### Short problem
From the article below about the Bonn biodiversity meeting, give back word for word the part starting with "The Bonn conference" and going on through "next five years.".
--- Passage to read ---
There was something different about Rajendra Pachauri, chairman of the Intergovernmental Panel on Climate Change (IPCC), when he rose to address a major conference on biodiversity in Bonn, Germany, late last month. His signature green tie was absent; a red alternative hung in its place.
Red for danger, Pachauri said, to acknowledge the peril facing ecosystems and much of the natural world. Danger, he added — pausing for effect — was not a word he could use in the highly politicized context of climate change. Researchers who investigate and log Earth’s diminishing biodiversity, he was hinting, have yet to encounter the kind of distortions and politicization that are a regular feature for those who work on global warming. But for how long will that continue?
The Bonn conference was the third plenary meeting for a major initiative that explicitly aims to mimic the workings and impact of the IPCC, including eventually drawing up laws that would put a scientific brake on rampant development. As such, it is likely to make powerful enemies. One of its first reports will assess the state of pollinating insects. Others will explore the highly charged question of how to value ecology. The red tie is a sign of things to come.
The initiative — the Intergovernmental Platform on Biodiversity and Ecosystem Services (IPBES) — was set up three years ago, although the idea was first mooted in the 1990s. The mood in Bonn was upbeat as delegates agreed its annual US$9-million budget and put the seal on a busy programme of work for the next five years.
--- Raw data ---
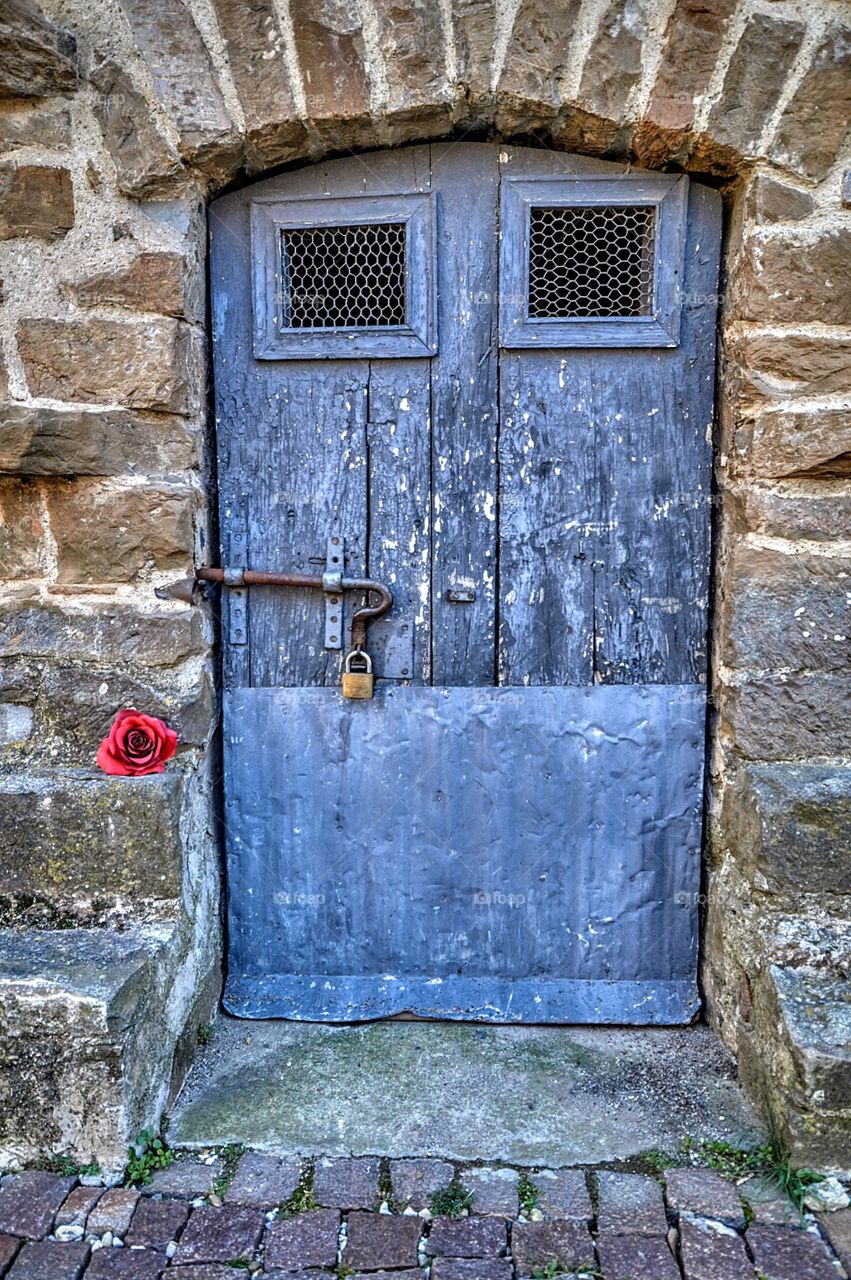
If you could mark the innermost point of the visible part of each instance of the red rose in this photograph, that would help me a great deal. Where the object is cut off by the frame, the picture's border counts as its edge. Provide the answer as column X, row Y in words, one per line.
---
### Result
The Bonn conference was the third plenary meeting for a major initiative that explicitly aims to mimic the workings and impact of the IPCC, including eventually drawing up laws that would put a scientific brake on rampant development. As such, it is likely to make powerful enemies. One of its first reports will assess the state of pollinating insects. Others will explore the highly charged question of how to value ecology. The red tie is a sign of things to come.
The initiative — the Intergovernmental Platform on Biodiversity and Ecosystem Services (IPBES) — was set up three years ago, although the idea was first mooted in the 1990s. The mood in Bonn was upbeat as delegates agreed its annual US$9-million budget and put the seal on a busy programme of work for the next five years.